=== Section Start ===

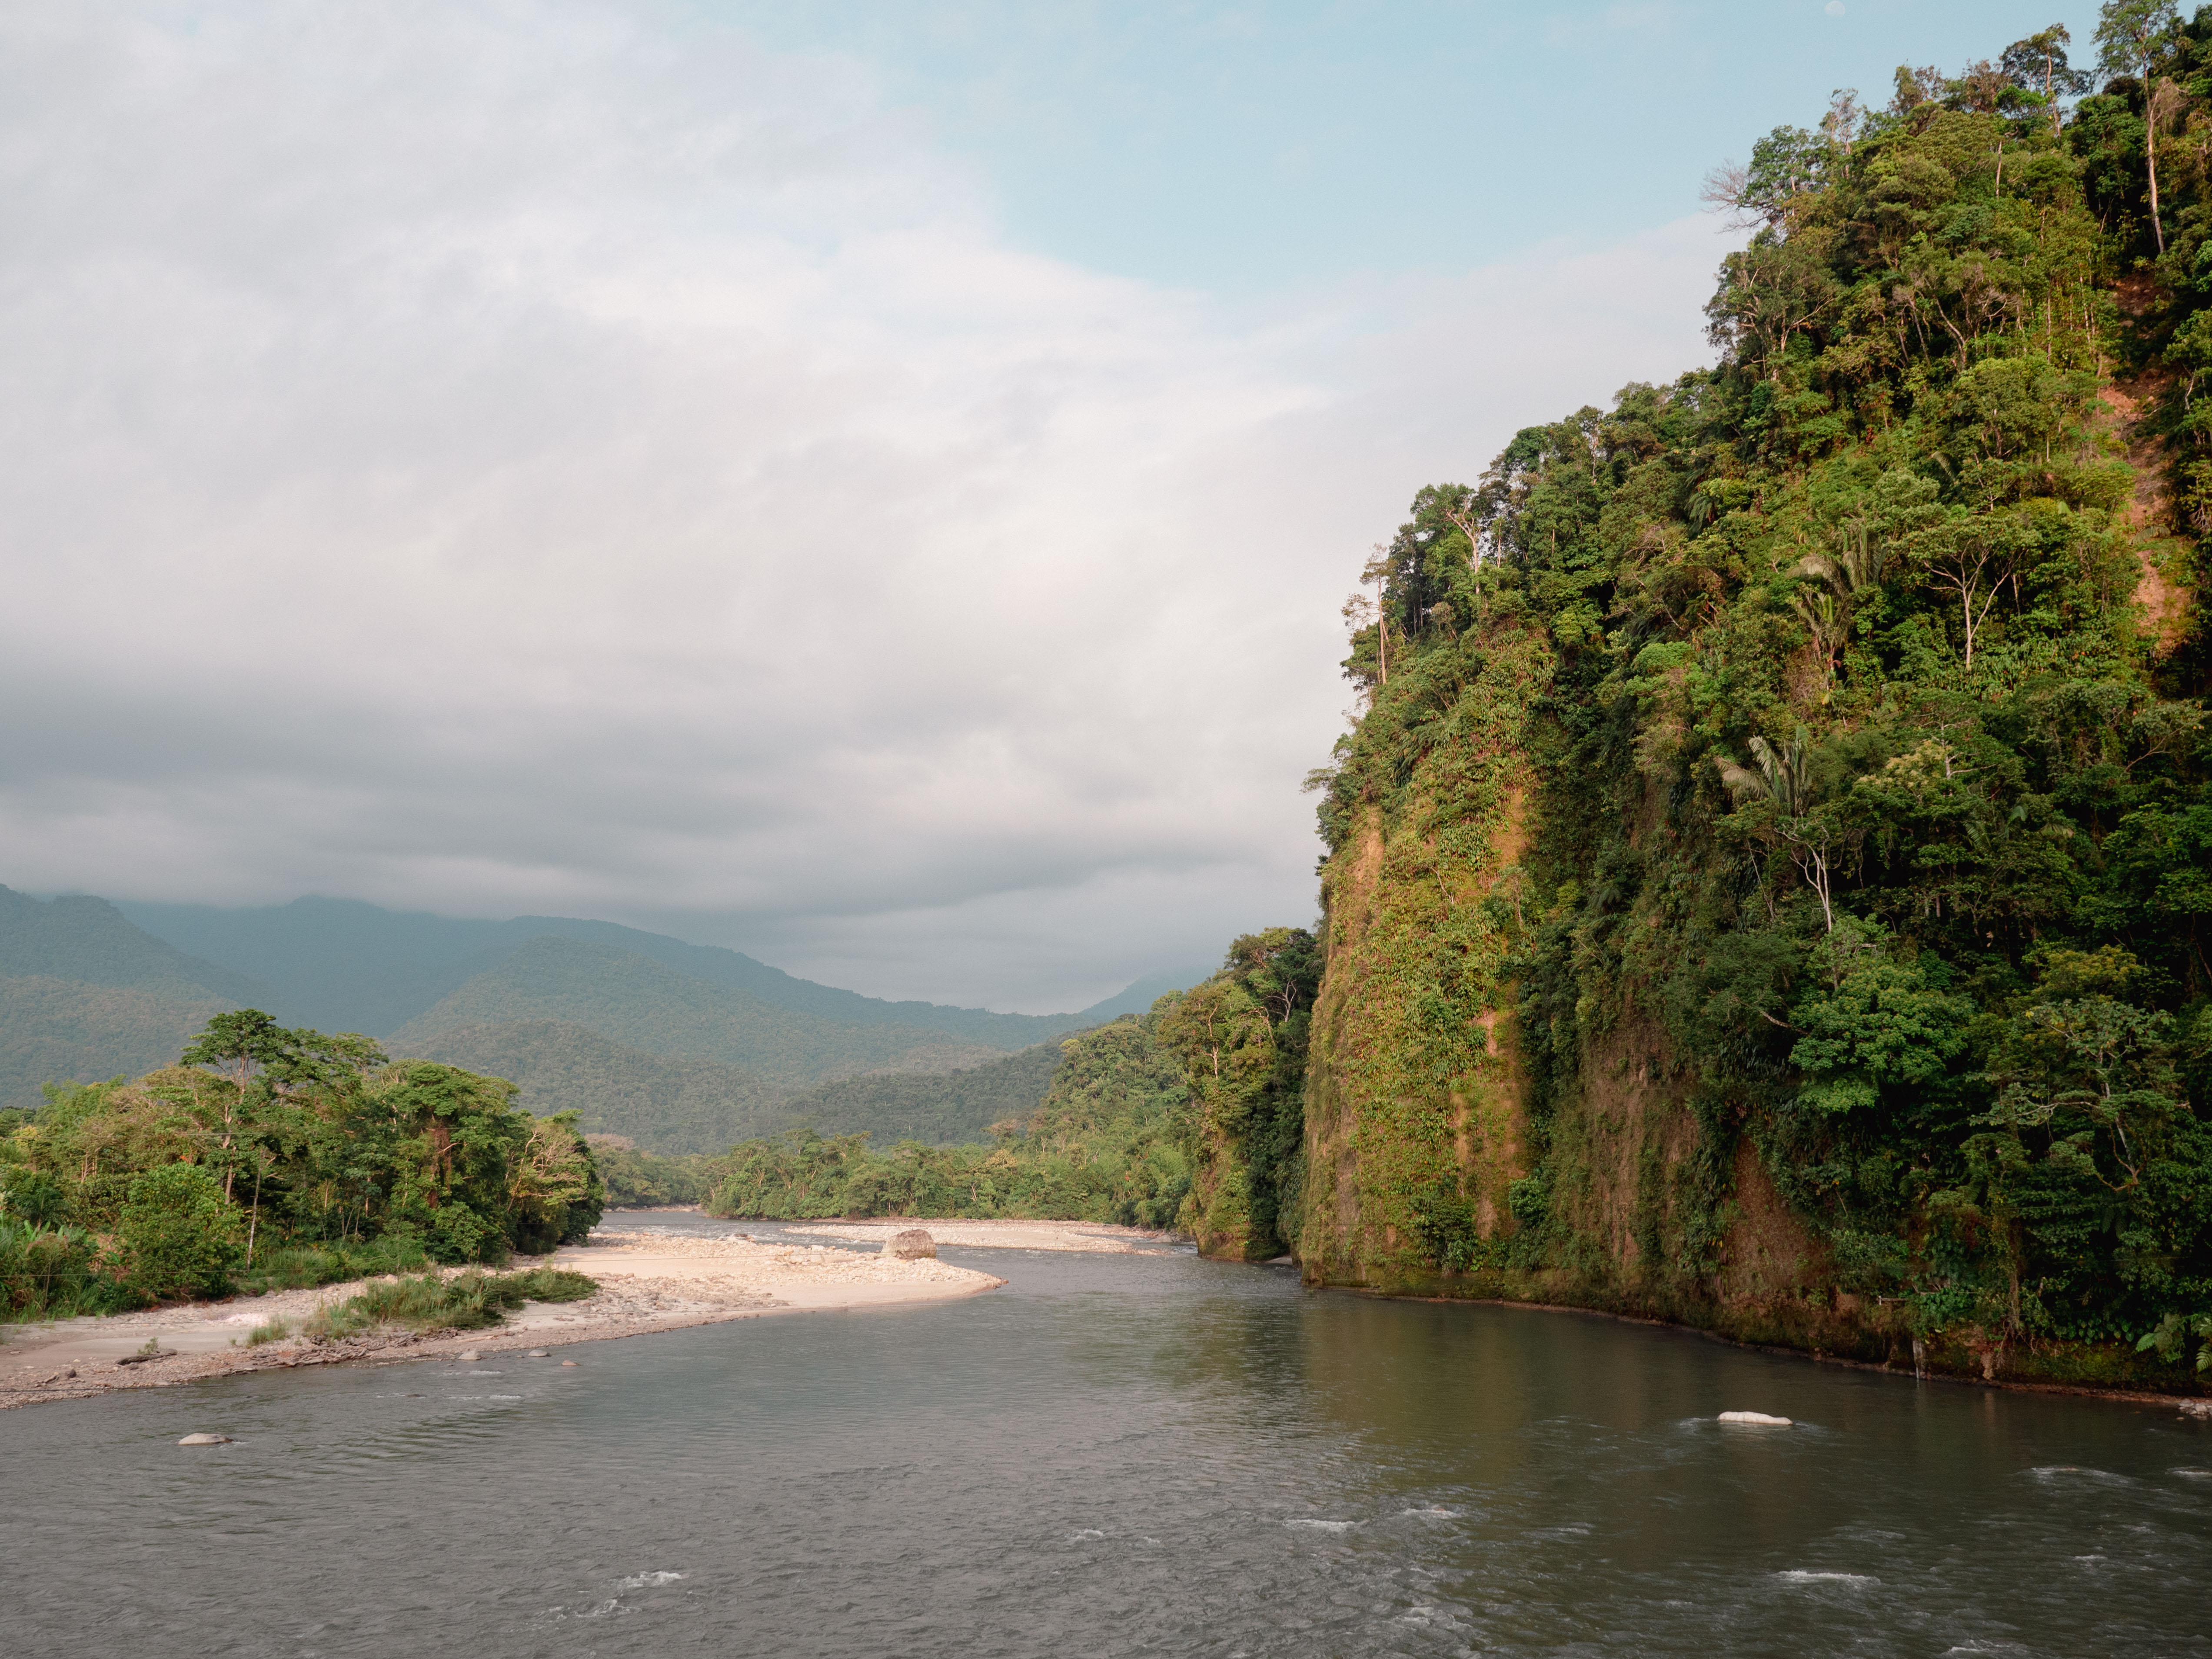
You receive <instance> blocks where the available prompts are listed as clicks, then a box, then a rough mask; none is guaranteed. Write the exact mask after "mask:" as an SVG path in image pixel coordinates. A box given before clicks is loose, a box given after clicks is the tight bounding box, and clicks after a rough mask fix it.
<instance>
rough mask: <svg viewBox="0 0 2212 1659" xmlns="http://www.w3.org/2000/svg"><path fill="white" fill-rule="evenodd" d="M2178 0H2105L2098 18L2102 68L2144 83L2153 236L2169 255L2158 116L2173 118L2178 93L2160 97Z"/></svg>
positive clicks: (2160, 250) (2097, 21)
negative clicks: (2158, 241)
mask: <svg viewBox="0 0 2212 1659" xmlns="http://www.w3.org/2000/svg"><path fill="white" fill-rule="evenodd" d="M2174 24H2177V18H2174V0H2106V2H2104V11H2101V13H2097V66H2099V69H2104V71H2106V73H2108V75H2141V80H2143V157H2146V161H2148V168H2150V234H2152V237H2157V241H2159V254H2163V252H2166V226H2163V223H2161V221H2159V117H2161V115H2166V113H2170V108H2172V106H2174V102H2177V88H2168V91H2166V95H2163V97H2161V86H2159V53H2161V51H2163V49H2166V44H2168V42H2170V40H2172V33H2174Z"/></svg>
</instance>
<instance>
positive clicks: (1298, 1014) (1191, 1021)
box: [1155, 927, 1321, 1261]
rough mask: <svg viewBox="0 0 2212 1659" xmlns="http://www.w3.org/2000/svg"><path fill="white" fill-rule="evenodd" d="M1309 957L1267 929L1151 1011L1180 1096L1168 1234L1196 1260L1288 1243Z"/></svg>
mask: <svg viewBox="0 0 2212 1659" xmlns="http://www.w3.org/2000/svg"><path fill="white" fill-rule="evenodd" d="M1318 984H1321V947H1318V940H1316V938H1314V936H1312V933H1307V931H1305V929H1296V927H1270V929H1267V931H1263V933H1248V936H1245V938H1241V940H1237V942H1234V945H1232V947H1230V953H1228V964H1225V967H1223V969H1221V971H1219V973H1214V975H1212V978H1210V980H1206V982H1203V984H1197V987H1192V989H1190V991H1183V993H1177V995H1166V998H1161V1000H1159V1004H1157V1009H1159V1011H1157V1015H1155V1018H1157V1029H1159V1042H1161V1046H1164V1048H1166V1051H1168V1053H1170V1055H1175V1057H1177V1060H1179V1062H1181V1068H1183V1084H1186V1086H1188V1091H1190V1108H1192V1110H1190V1159H1192V1175H1190V1197H1188V1199H1186V1201H1183V1206H1181V1210H1179V1214H1177V1225H1179V1228H1181V1230H1186V1232H1188V1234H1190V1237H1192V1239H1197V1245H1199V1250H1201V1254H1208V1256H1234V1259H1239V1261H1267V1259H1272V1256H1276V1254H1281V1252H1285V1250H1287V1248H1290V1241H1292V1239H1296V1237H1298V1206H1301V1201H1303V1188H1305V1062H1307V1040H1310V1031H1312V1018H1314V1015H1312V1009H1314V993H1316V991H1318Z"/></svg>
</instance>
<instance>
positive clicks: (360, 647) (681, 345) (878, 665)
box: [0, 0, 2086, 1011]
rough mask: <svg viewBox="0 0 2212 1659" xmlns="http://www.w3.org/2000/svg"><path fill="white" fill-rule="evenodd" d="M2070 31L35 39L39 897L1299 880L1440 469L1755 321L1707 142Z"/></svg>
mask: <svg viewBox="0 0 2212 1659" xmlns="http://www.w3.org/2000/svg"><path fill="white" fill-rule="evenodd" d="M2042 22H2046V18H2044V13H2033V15H2026V13H2020V11H2017V9H2013V7H2004V9H2000V7H1993V4H1960V7H1947V9H1942V13H1940V15H1931V13H1929V11H1927V9H1907V7H1902V4H1887V2H1880V4H1876V2H1867V0H1854V2H1851V4H1847V7H1845V4H1834V0H1832V2H1829V4H1814V2H1812V0H1803V2H1796V4H1785V7H1770V4H1767V7H1759V9H1756V11H1754V9H1752V7H1747V4H1734V7H1730V4H1635V7H1626V4H1568V7H1553V9H1544V13H1542V15H1531V13H1528V11H1526V9H1520V7H1504V4H1478V7H1444V4H1407V7H1398V9H1389V11H1385V13H1354V11H1345V9H1336V7H1314V4H1276V7H1270V4H1256V7H1250V4H1245V7H1230V4H1214V7H1168V4H1133V7H1124V9H1113V11H1110V13H1104V11H1088V9H1068V11H1064V13H1037V11H1031V9H1020V7H1004V4H916V7H889V4H801V7H765V4H750V2H739V0H730V2H721V4H717V2H708V0H701V2H697V4H677V2H675V0H670V2H666V4H664V2H637V4H622V2H617V0H515V2H513V4H489V2H484V4H469V2H465V4H436V7H434V4H332V7H319V9H312V11H292V9H274V7H261V4H208V7H190V9H179V7H173V4H159V2H155V0H115V2H113V4H88V7H71V9H13V11H9V13H4V15H0V40H4V44H7V53H4V64H7V69H4V71H0V73H7V75H9V100H7V104H4V111H0V135H4V144H0V192H4V201H7V208H9V223H11V228H13V234H11V239H9V246H7V250H0V270H4V272H7V279H9V283H11V292H13V294H15V296H18V303H15V305H13V307H9V312H7V319H4V321H0V330H4V334H0V341H4V347H7V354H9V365H11V376H9V385H7V389H4V392H0V418H7V420H9V425H11V429H13V431H15V449H13V453H15V467H13V469H11V478H9V482H7V487H4V489H7V507H9V511H7V515H4V524H7V529H4V531H0V535H4V546H7V551H9V564H11V573H13V575H15V584H13V595H11V597H13V604H11V606H9V613H7V617H4V619H0V630H4V633H0V637H4V644H7V650H4V653H0V686H4V692H7V697H9V699H11V706H13V708H15V710H18V714H15V719H13V721H11V730H9V737H7V743H4V768H0V834H4V838H7V845H9V849H11V869H9V872H4V874H7V878H9V880H11V885H22V887H24V889H40V891H66V889H82V891H93V894H102V896H111V898H133V900H146V902H208V905H268V902H283V900H288V898H292V896H299V894H336V896H345V898H361V900H367V902H376V905H387V907H400V909H429V911H434V914H462V916H498V914H507V916H515V914H566V916H591V918H604V920H617V922H624V925H630V927H644V929H650V931H664V933H677V936H679V938H686V940H692V942H703V945H728V947H732V949H741V951H745V953H750V956H757V958H759V960H765V962H774V964H776V967H783V969H787V971H790V973H796V975H803V978H810V980H818V982H823V984H836V987H849V989H856V991H863V993H867V995H878V998H891V1000H909V998H918V1000H929V1002H945V1004H953V1006H989V1009H1013V1011H1060V1009H1066V1006H1082V1002H1079V998H1082V995H1084V989H1086V987H1095V984H1099V982H1106V980H1113V982H1115V984H1126V982H1128V980H1135V978H1141V975H1146V973H1152V971H1159V964H1172V962H1177V960H1183V962H1197V960H1214V958H1219V953H1221V949H1223V947H1225V945H1228V940H1230V938H1234V936H1237V933H1243V931H1252V929H1259V927H1267V925H1281V922H1310V920H1312V916H1314V905H1316V898H1314V860H1316V854H1318V841H1316V836H1314V823H1312V803H1310V799H1307V796H1303V794H1301V787H1298V785H1301V781H1303V779H1305V774H1307V772H1310V770H1312V768H1316V765H1323V763H1325V761H1327V757H1329V743H1332V739H1334V737H1336V732H1338V730H1340V728H1343V710H1345V706H1347V703H1349V701H1352V690H1349V688H1347V686H1345V684H1343V679H1340V677H1338V670H1336V664H1338V659H1340V657H1343V626H1340V619H1338V606H1340V602H1343V597H1345V593H1347V591H1349V588H1352V586H1354V584H1356V580H1358V568H1360V562H1363V560H1365V555H1367V549H1369V546H1371V544H1374V542H1378V540H1383V538H1387V535H1389V533H1391V531H1394V526H1396V524H1398V522H1400V518H1402V513H1405V507H1407V502H1409V498H1411V495H1413V491H1416V489H1418V487H1422V484H1427V482H1444V480H1460V482H1471V480H1475V478H1478V476H1480V471H1482V469H1484V465H1486V462H1489V460H1491V456H1493V453H1495V451H1498V449H1500V447H1502V445H1504V442H1506V440H1509V438H1511V434H1513V431H1515V429H1517V427H1522V425H1528V422H1537V420H1544V418H1553V416H1557V414H1562V411H1568V409H1575V407H1579V405H1584V403H1606V400H1608V398H1610V396H1613V394H1615V389H1617V387H1619V385H1621V383H1624V380H1630V378H1644V380H1670V378H1674V376H1677V374H1681V372H1683V369H1690V367H1697V365H1703V363H1708V361H1710V345H1708V343H1705V338H1703V314H1701V305H1703V301H1705V294H1708V288H1710V279H1712V272H1714V268H1717V263H1719V259H1721V254H1723V252H1725V250H1728V248H1730V246H1732V234H1730V232H1725V230H1723V228H1721V226H1719V223H1717V221H1714V219H1712V217H1708V215H1703V212H1701V208H1699V184H1701V177H1703V173H1705V170H1708V168H1710V166H1712V164H1717V161H1721V159H1723V157H1730V155H1734V157H1743V155H1747V153H1750V144H1752V142H1754V139H1756V137H1759V135H1761V133H1763V131H1765V128H1767V126H1774V124H1776V122H1812V119H1816V117H1818V113H1820V108H1823V106H1825V104H1827V95H1829V88H1832V86H1834V84H1836V80H1838V77H1843V69H1849V75H1851V77H1856V82H1858V84H1860V86H1863V88H1865V91H1867V93H1869V95H1871V97H1876V102H1878V100H1880V93H1882V88H1887V80H1889V71H1891V66H1893V64H1896V62H1900V60H1911V62H1955V60H1960V58H1962V55H1966V53H1986V51H1989V49H1991V42H2002V40H2008V38H2013V35H2017V33H2024V31H2026V29H2028V27H2037V24H2042ZM2075 22H2079V24H2084V27H2081V29H2077V38H2084V40H2086V20H2084V18H2079V15H2077V18H2075ZM1723 91H1725V97H1723V95H1719V93H1723ZM1562 100H1564V102H1568V104H1573V108H1575V111H1577V119H1571V122H1568V119H1562V115H1559V111H1562ZM1624 272H1626V274H1628V276H1626V279H1624Z"/></svg>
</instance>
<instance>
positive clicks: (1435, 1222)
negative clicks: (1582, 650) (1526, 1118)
mask: <svg viewBox="0 0 2212 1659" xmlns="http://www.w3.org/2000/svg"><path fill="white" fill-rule="evenodd" d="M1548 675H1551V648H1548V644H1546V641H1544V637H1542V635H1540V633H1535V630H1528V628H1517V626H1498V628H1493V630H1489V633H1486V635H1484V639H1482V641H1480V644H1469V650H1467V653H1464V655H1462V657H1458V659H1455V661H1453V664H1449V666H1447V664H1442V661H1438V664H1431V666H1429V670H1409V672H1402V675H1400V679H1398V686H1396V688H1389V686H1385V688H1378V695H1380V697H1383V699H1391V701H1396V703H1398V706H1416V708H1418V706H1420V703H1425V701H1433V703H1438V708H1436V717H1433V719H1431V721H1429V726H1431V728H1433V730H1431V737H1433V741H1431V743H1427V745H1425V752H1420V754H1418V757H1413V763H1411V770H1409V779H1407V783H1405V787H1402V794H1400V799H1398V803H1396V807H1389V805H1385V803H1380V801H1369V803H1365V805H1360V807H1358V812H1356V823H1354V825H1352V827H1349V834H1347V836H1345V841H1343V845H1340V847H1338V852H1336V854H1334V856H1332V858H1329V863H1327V865H1325V869H1323V916H1325V951H1327V971H1325V975H1323V984H1321V1000H1318V1004H1316V1011H1314V1037H1312V1057H1310V1071H1307V1091H1305V1203H1303V1228H1301V1234H1298V1254H1301V1261H1303V1263H1305V1272H1307V1276H1310V1279H1312V1281H1316V1283H1356V1285H1376V1287H1387V1290H1420V1287H1427V1285H1429V1283H1431V1281H1433V1279H1436V1272H1438V1261H1447V1263H1453V1261H1467V1259H1469V1252H1471V1250H1473V1248H1478V1245H1482V1243H1486V1241H1493V1239H1498V1237H1500V1234H1502V1230H1504V1225H1506V1221H1509V1214H1511V1197H1509V1194H1511V1188H1513V1181H1515V1179H1522V1177H1526V1172H1528V1157H1526V1146H1524V1124H1526V1106H1524V1099H1522V1097H1524V1084H1522V1077H1520V1066H1517V1051H1515V1035H1513V1020H1511V1004H1513V987H1511V982H1509V980H1506V978H1504V964H1506V956H1509V951H1511V942H1513V933H1515V927H1517V922H1515V909H1517V905H1520V898H1517V889H1520V883H1522V869H1520V863H1517V860H1520V852H1522V847H1524V841H1526V807H1528V792H1531V785H1533V779H1531V768H1528V761H1526V752H1524V745H1522V726H1524V721H1526V710H1528V706H1531V701H1533V697H1537V695H1540V692H1542V688H1544V684H1546V681H1548ZM1447 699H1449V701H1447Z"/></svg>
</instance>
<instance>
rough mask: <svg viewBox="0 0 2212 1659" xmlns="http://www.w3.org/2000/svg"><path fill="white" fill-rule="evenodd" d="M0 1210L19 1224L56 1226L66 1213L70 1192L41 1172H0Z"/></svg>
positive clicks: (67, 1207)
mask: <svg viewBox="0 0 2212 1659" xmlns="http://www.w3.org/2000/svg"><path fill="white" fill-rule="evenodd" d="M0 1210H4V1212H7V1214H11V1217H15V1219H18V1221H31V1223H38V1225H49V1228H51V1225H55V1223H58V1221H60V1219H62V1214H64V1212H66V1210H69V1192H66V1190H64V1188H62V1183H60V1181H55V1179H53V1177H51V1175H46V1172H44V1170H27V1168H20V1166H18V1168H9V1170H0Z"/></svg>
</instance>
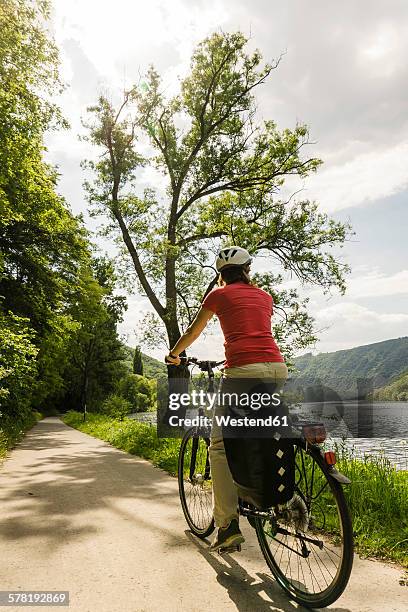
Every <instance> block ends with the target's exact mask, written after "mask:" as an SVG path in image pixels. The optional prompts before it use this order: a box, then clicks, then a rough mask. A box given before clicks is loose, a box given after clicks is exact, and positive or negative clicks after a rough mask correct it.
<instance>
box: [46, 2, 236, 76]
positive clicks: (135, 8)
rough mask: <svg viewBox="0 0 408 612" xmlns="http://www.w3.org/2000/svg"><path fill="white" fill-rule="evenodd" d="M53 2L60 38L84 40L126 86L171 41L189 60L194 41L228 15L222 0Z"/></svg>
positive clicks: (84, 47) (90, 49)
mask: <svg viewBox="0 0 408 612" xmlns="http://www.w3.org/2000/svg"><path fill="white" fill-rule="evenodd" d="M53 5H54V27H55V31H56V38H57V41H58V42H59V43H60V44H61V43H62V42H63V41H64V40H68V39H73V40H78V41H80V42H81V46H82V48H83V50H84V52H85V54H86V56H87V58H88V59H89V60H90V61H91V62H92V63H93V65H94V66H95V67H96V69H97V70H98V72H99V73H100V74H101V75H104V76H105V77H106V78H107V79H108V80H109V82H110V84H115V85H119V86H120V87H123V83H124V80H126V79H127V78H130V79H131V80H133V79H134V76H135V74H136V75H137V71H138V68H141V69H142V70H143V69H145V68H146V67H147V65H148V63H149V62H150V61H151V56H152V55H153V56H154V54H155V51H156V50H157V48H160V47H164V46H165V45H166V44H170V45H171V46H172V53H174V52H175V53H177V54H178V55H179V57H178V61H177V63H178V64H181V65H183V64H184V62H185V61H186V60H187V62H189V57H190V54H191V50H192V48H193V47H194V45H195V44H196V43H197V42H198V41H199V40H201V39H202V38H203V37H205V36H206V35H207V34H208V33H209V32H210V31H211V30H213V29H214V28H217V27H220V25H221V24H222V23H223V21H225V19H226V17H227V13H226V10H225V8H224V6H223V5H222V3H221V2H219V1H217V0H213V1H209V2H207V3H206V4H204V5H200V6H189V7H188V9H187V6H186V4H185V3H184V2H183V1H182V0H172V2H171V3H167V2H164V1H163V0H149V2H129V0H116V2H115V3H114V5H112V3H111V2H108V1H107V0H105V1H101V0H86V1H85V2H83V1H82V0H70V2H67V1H66V0H54V2H53ZM146 53H147V56H146ZM149 55H150V58H149ZM173 67H174V66H173ZM66 70H67V74H69V68H67V69H66Z"/></svg>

=== Section End ===

What the task asks> Return a copy of each line in the entries that contains "prompts".

Answer to the exercise>
You receive <instance> blocks where the available prompts are listed as clicks, then a box, then a rough mask; none is guaranteed. Write the exact mask after "mask:" as an SVG path in image pixel coordinates. A box given before clicks is loose, a box given after clicks is the tight bounding box, and clicks after a rough mask fix it.
Every <instance> block ends with the target's exact mask, written after "mask:" as an SVG path in image pixels. The optional prompts before it use this order: a box, then clicks, then a rough mask. A box given before clicks is loose, a box given after clicks is exact, and positive or negative clicks after a rough mask correct it.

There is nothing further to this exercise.